▸ **What is asked**
Count the lines in the data below that contain the string "city", and reply with that number only.

---------- Dataset records ----------

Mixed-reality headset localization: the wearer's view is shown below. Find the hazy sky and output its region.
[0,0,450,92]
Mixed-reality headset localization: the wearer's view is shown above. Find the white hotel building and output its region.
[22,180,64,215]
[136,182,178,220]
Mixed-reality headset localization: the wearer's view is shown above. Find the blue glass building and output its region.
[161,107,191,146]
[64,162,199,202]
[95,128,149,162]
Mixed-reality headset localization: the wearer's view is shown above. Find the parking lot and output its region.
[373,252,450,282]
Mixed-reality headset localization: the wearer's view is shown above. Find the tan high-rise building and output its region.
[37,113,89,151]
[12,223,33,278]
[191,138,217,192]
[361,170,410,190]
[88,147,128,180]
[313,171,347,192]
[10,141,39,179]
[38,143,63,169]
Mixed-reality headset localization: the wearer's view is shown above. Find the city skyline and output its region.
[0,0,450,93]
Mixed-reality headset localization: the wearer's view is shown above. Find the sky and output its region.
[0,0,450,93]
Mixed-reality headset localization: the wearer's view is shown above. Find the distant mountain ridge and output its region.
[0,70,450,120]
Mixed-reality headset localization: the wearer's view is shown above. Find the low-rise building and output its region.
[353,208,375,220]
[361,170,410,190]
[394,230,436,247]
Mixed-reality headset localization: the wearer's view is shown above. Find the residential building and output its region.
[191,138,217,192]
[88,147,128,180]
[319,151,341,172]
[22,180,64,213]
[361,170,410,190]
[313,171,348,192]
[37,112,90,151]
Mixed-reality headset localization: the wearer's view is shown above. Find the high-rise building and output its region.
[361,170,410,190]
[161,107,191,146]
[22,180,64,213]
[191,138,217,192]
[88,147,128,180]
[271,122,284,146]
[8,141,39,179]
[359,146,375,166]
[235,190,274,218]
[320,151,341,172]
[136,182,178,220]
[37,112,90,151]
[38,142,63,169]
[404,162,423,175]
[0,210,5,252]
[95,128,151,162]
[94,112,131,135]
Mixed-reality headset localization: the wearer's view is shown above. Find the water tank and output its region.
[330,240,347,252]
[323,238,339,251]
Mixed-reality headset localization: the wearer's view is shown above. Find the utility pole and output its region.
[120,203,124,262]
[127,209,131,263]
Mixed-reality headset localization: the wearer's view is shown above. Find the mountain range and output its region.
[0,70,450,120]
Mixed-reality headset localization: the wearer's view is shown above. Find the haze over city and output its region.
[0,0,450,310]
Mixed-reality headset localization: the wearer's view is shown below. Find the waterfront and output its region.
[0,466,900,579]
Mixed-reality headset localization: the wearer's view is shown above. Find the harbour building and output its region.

----------

▸ **Answer to this task**
2